**** DATA

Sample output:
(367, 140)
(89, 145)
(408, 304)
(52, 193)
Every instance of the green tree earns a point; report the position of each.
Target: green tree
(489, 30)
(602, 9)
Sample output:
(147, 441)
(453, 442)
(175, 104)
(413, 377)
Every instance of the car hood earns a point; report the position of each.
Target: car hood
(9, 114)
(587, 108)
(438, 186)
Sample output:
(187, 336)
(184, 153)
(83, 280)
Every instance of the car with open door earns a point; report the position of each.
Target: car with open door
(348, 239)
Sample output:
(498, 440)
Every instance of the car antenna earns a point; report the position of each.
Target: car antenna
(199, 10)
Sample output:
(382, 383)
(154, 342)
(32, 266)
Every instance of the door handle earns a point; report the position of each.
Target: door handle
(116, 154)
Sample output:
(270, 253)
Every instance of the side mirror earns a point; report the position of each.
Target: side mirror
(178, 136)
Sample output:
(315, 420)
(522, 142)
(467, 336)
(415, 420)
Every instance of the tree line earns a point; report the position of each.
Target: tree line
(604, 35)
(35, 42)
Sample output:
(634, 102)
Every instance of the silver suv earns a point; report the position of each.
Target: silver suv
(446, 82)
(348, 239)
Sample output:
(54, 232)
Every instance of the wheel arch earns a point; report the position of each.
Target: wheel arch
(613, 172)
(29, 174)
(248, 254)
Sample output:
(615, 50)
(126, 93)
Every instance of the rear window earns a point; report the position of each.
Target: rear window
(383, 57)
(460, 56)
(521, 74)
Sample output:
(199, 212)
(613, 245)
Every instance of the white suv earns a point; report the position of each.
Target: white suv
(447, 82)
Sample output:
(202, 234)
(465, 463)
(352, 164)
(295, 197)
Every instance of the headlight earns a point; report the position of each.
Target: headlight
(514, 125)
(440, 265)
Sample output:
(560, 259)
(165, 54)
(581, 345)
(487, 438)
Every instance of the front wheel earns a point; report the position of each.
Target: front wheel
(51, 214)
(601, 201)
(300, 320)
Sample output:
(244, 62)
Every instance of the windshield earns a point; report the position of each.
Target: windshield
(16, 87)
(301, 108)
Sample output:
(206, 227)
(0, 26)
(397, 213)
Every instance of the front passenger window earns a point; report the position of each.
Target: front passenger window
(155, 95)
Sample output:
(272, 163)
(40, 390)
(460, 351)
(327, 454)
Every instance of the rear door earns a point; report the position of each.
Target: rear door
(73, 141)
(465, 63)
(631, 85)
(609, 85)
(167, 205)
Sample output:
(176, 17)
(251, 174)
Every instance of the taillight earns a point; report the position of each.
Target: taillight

********
**** DATA

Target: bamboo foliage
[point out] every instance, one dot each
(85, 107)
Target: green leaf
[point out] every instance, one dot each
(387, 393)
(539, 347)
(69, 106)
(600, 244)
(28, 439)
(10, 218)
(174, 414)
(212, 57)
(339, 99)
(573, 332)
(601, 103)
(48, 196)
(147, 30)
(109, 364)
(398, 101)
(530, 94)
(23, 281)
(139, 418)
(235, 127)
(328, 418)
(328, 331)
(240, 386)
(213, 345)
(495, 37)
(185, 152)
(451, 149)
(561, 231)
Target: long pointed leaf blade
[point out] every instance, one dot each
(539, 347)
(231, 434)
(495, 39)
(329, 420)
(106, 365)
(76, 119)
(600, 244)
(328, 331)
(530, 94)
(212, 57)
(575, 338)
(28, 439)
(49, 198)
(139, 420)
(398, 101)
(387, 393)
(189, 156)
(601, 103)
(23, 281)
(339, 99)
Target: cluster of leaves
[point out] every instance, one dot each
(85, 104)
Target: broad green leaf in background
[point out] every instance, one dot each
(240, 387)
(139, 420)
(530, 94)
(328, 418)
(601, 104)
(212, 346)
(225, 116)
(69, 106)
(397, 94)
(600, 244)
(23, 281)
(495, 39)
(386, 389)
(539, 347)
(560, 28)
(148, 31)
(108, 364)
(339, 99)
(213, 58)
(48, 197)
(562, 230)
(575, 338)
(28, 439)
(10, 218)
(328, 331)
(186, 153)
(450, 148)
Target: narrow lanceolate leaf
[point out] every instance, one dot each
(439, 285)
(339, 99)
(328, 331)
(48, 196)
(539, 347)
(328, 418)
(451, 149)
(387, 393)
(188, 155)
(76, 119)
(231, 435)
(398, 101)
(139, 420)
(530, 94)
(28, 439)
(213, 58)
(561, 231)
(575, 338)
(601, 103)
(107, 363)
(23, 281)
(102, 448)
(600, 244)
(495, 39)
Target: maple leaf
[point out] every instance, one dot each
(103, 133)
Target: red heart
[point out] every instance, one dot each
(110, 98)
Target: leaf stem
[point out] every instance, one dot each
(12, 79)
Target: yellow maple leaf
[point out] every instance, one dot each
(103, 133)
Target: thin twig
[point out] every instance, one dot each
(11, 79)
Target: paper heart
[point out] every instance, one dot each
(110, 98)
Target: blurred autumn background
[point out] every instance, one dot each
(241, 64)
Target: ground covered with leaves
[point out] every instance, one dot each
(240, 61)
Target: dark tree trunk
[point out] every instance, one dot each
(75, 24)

********

WHAT IS EXPECTED — Report each line above containing the string "leaves".

TASK OUTPUT —
Target: cluster of leaves
Target: ground covered with leaves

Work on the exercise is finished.